__BRIEF__
Reproduce every entry below verbatim, character for character. Omit the pictures from your output.

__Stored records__
#####
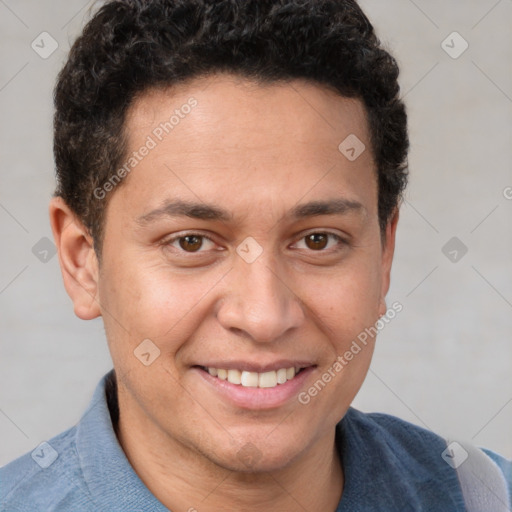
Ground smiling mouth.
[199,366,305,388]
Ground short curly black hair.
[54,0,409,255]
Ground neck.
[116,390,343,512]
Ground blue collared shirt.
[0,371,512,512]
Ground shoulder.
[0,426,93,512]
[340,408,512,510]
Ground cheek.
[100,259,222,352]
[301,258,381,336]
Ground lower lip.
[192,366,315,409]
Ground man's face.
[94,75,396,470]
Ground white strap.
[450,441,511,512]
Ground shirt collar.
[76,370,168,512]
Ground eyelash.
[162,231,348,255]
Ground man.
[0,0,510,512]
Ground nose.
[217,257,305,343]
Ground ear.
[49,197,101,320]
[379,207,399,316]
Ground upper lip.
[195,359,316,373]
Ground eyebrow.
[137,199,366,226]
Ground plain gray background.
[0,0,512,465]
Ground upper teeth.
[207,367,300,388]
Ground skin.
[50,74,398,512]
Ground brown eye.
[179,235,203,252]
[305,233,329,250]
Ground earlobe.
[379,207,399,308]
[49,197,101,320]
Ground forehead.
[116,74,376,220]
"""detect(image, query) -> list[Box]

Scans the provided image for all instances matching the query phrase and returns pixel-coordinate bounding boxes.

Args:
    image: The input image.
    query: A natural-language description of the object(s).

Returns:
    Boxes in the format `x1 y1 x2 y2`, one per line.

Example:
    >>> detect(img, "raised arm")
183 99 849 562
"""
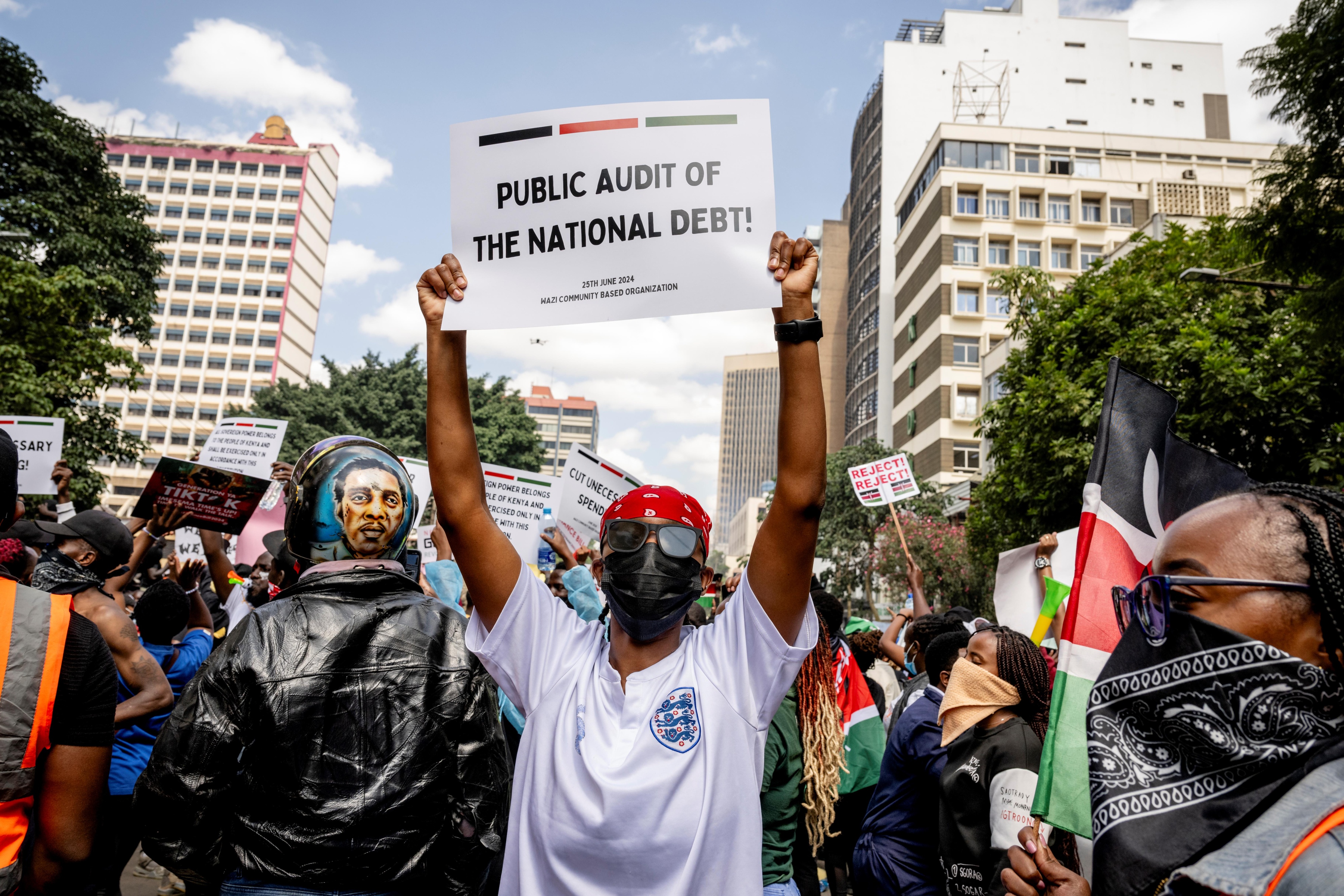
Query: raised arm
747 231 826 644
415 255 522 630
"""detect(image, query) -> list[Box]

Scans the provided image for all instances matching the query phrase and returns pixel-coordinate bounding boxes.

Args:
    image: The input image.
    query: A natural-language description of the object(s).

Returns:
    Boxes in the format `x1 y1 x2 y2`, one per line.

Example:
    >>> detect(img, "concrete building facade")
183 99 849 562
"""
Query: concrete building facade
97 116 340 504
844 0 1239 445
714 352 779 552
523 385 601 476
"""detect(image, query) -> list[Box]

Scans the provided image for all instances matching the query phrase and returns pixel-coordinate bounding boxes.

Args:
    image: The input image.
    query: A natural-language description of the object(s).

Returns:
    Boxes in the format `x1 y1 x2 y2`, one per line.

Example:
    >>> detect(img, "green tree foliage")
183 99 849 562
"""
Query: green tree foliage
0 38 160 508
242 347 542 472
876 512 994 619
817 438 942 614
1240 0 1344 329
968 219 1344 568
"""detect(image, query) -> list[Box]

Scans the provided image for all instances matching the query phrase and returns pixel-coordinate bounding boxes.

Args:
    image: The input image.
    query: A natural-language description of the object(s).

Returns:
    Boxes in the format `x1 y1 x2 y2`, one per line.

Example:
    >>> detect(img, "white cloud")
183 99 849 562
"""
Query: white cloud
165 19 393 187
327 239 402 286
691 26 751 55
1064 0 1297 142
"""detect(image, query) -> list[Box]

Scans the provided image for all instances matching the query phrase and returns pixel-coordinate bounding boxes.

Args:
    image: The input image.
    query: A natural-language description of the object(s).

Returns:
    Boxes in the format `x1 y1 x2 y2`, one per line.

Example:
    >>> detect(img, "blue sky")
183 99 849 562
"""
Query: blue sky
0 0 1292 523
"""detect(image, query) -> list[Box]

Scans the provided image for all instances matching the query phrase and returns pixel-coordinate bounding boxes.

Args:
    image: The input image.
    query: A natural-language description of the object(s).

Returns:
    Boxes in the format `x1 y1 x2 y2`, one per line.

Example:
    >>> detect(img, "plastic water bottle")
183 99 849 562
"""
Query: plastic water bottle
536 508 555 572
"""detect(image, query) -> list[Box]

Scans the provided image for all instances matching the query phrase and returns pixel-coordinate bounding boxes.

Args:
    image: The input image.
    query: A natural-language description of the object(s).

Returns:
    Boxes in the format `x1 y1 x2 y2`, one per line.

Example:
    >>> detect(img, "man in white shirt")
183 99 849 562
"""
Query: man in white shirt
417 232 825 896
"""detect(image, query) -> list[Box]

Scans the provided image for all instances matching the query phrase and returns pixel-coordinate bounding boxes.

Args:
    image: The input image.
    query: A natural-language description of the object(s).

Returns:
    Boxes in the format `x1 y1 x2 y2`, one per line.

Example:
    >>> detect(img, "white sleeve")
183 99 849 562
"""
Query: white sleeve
#####
__TASK OUTPUT__
Ground smiling mouth.
[199,366,305,388]
Ground short curly black hair.
[54,0,409,255]
Ground neck.
[116,390,343,512]
Ground blue collared shirt.
[0,371,512,512]
Ground shoulder.
[0,426,93,512]
[340,408,512,510]
Ground cheek.
[100,259,222,352]
[301,258,381,336]
Ground lower lip.
[192,366,315,409]
Ground man's face.
[94,75,396,470]
Ground white strap.
[450,441,511,512]
Ground shirt collar.
[76,370,168,512]
Ground eyelash.
[162,231,348,255]
Ground man.
[0,0,510,512]
Ground nose.
[217,257,305,343]
Ground ear.
[49,197,101,320]
[379,207,399,316]
Ground upper lip.
[195,359,316,373]
Ground eyebrow.
[137,199,366,226]
Ground plain gray background.
[0,0,512,465]
Ground upper teeth.
[207,367,300,388]
Ground skin.
[50,74,398,512]
Ground brown eye.
[179,235,203,252]
[305,233,329,250]
Ground earlobe.
[379,207,399,308]
[49,197,101,320]
Ground forehead.
[116,74,376,220]
"""detect(image, query) -> list[Box]

Scans the provided image for all instances matching the query phrase and returns pixel-coordinate bounding boxes.

Args:
    image: The input image.
    query: A natural-language description of the object(s).

Returns:
    Boxes in the format `x1 y1 x2 y2`, one per line.

Example:
    >>> detect(img, "raised arm")
183 99 849 562
"""
Query: raised arm
747 231 826 644
415 255 522 630
"""detect(image, query) -> list[Box]

Scans the provided image for all instances matching the query phrase and returns pixel-coordinate bounding boxes.

Args:
    image: The input image.
    query: A natural-language description of the object(s).

Returns:
    Boxes in the format `x1 y1 x2 y2`, one per line.

Example:
    >>> detect(img, "concrete building facade")
183 99 849 562
"""
Query: concrete building facade
97 116 340 504
844 0 1239 445
714 352 779 552
523 385 601 476
"""detect(image, query) -> list[Box]

Scans the provided image for all instances matching the query phrase and returns pixel-coordinate bounding boxes.

Args:
    image: The input image.
    query: A natural-language description of the object(s).

Returns:
    Boxes in the format `x1 y1 x2 y2`, one per line.

Example:
    >>> detect(img, "green tree foliage")
183 99 849 562
"""
Query: green tree foliage
0 38 160 508
242 347 542 472
876 512 994 619
817 438 942 614
1240 0 1344 329
968 219 1344 568
"""detect(image, query) -> list[Box]

Scans the provided image for all instances matching the query phrase and returns pixel-coordinate bounding boxes.

Args:
    image: The input image.
    query: A natural-language description of the object(s).

Returns:
    Boxes in the format `x1 y1 x2 y2`, one per line.

Example:
    >>> detect(img, "white cloud")
183 99 849 562
"""
Query: white cloud
165 19 393 187
327 239 402 286
691 26 751 55
1064 0 1297 142
"""detect(image, query) -> list[Box]

Scans the provided image for all instances matching the query phrase and returns pixel-coordinate bounding boxes.

Args:
    image: The input image.
    query: A natural-language description of the object(s).

Returns:
    Boxes in the format `x1 y1 x2 y2`, one per line.

Example:
    >>> detect(img, "blue sky")
183 99 849 562
"""
Query: blue sky
0 0 1292 523
"""detect(image, query) -> list[Box]

Scans the provided image for all instances matching the query phrase and returns pixel-coordinate bounding boxes.

Args:
    image: The input image.
    query: A natural-language description of the object(s).

Returns:
    Boxes in the format `x1 y1 x2 y2`, one per line.

Example:
    >>> detect(img, "plastic water bottle")
183 99 849 562
"""
Query: plastic water bottle
536 508 555 572
"""detect(image, query) -> list[Box]

Scans the provided image for all instances matching the query phrase and returns pixel-coordinate bounding boxes.

Args:
    image: The input image.
    query: A natural-language description of the object(s).

Returns:
    Boxes in the format `x1 y1 x2 y2`, one per line.

Example:
    >>> detect(img, "man in white shirt")
183 99 849 562
"""
Query: man in white shirt
417 232 825 896
"""detect(image, query) -> list[Box]

Scans the provided image for all instances matching the query phrase and returns pixel-coordinate bounding boxes.

Args:
    image: The input image.
    query: A natural-language description of the object(s).

Returns:
    Boxes in the format `x1 y1 x2 y2`, one per line.

Example:
    >>> detect(img, "white sleeve")
183 99 849 562
"""
Query: white sleeve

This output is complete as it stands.